[ZITIERTER AUSZUG]
+ + +

Nominiert für den Deutschen Reporterpreis 2010.
„Für
meine Eltern ist das brutal. Sie schämen sich für ihr Kind“
Er kickte
überirdisch, ist Weltmeister, Weltfußballer, Rekordnationalspieler.
Lothar Matthäus könnte eigentlich eine Lichtgestalt sein, einer wie
Max Schmeling oder Franz Beckenbauer. Aber das ist er nicht. Wie geht
es einem, über den sich die Nation nur noch amüsiert?Arno Luik im
Gespräch mit Lothar Matthäus
Arno Luik, Stern,
19.08.2010
?:Herr Matthäus,
was sind Sie bloß für einer?
!:Was ist denn das
für eine Frage?
Das müssen andere
beurteilen.

+ + +

[GEZEIGTES MATERIAL]

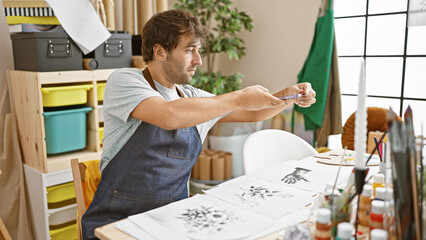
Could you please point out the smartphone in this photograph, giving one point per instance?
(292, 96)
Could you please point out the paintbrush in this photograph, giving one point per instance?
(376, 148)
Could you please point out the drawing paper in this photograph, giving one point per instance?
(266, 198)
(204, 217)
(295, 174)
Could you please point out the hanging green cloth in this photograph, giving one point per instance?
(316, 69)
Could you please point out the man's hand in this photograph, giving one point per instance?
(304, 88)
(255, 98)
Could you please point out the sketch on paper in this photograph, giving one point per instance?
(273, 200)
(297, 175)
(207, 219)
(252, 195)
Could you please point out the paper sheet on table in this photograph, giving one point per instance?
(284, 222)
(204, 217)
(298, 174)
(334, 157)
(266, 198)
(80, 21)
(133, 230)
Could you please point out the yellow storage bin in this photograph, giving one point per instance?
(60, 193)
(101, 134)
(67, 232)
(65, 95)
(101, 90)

+ + +

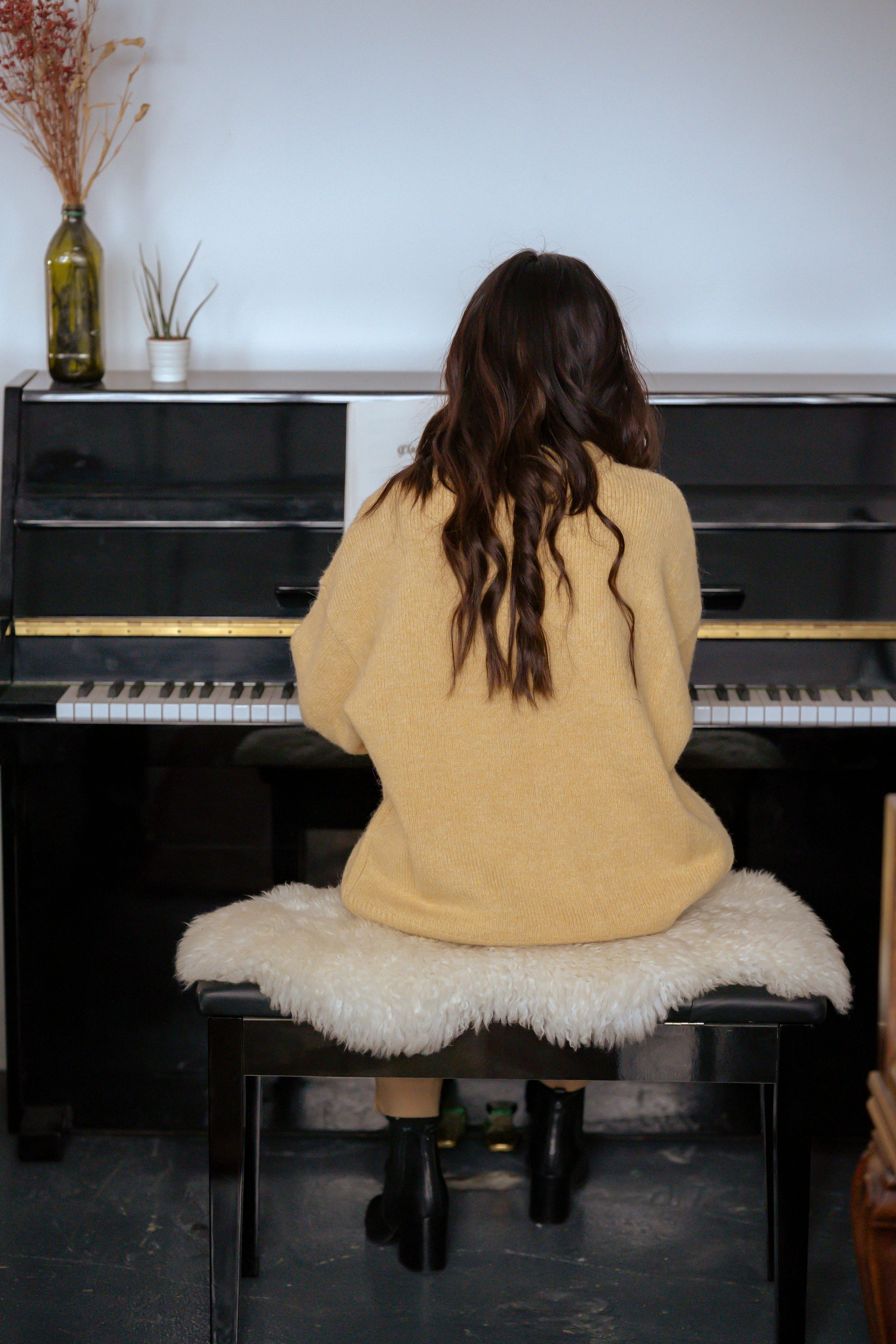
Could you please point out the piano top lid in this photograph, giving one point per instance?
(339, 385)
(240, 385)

+ + +

[ZU ERLEDIGEN]
1 > Für welchen Preis wurde das Interview mit Lothar Matthäus nominiert?
2 > Schreiben Sie aus dem Interview mit Lothar Matthäus alles von „Nominiert für den“ bis hinunter zu „Weltmeister, Weltfußballer, Rekordnationalspieler.“ wortgetreu ab.
3 > Nennen Sie alle Personen, die im Interview mit Lothar Matthäus namentlich vorkommen.

[ANTWORTEN JE AUFGABE]
1 > Es wurde für den Deutschen Reporterpreis 2010 nominiert.

2 >
Nominiert für den Deutschen Reporterpreis 2010.
„Für
meine Eltern ist das brutal. Sie schämen sich für ihr Kind“
Er kickte
überirdisch, ist Weltmeister, Weltfußballer, Rekordnationalspieler.

3 > Lothar Matthäus, Max Schmeling, Franz Beckenbauer, Arno Luik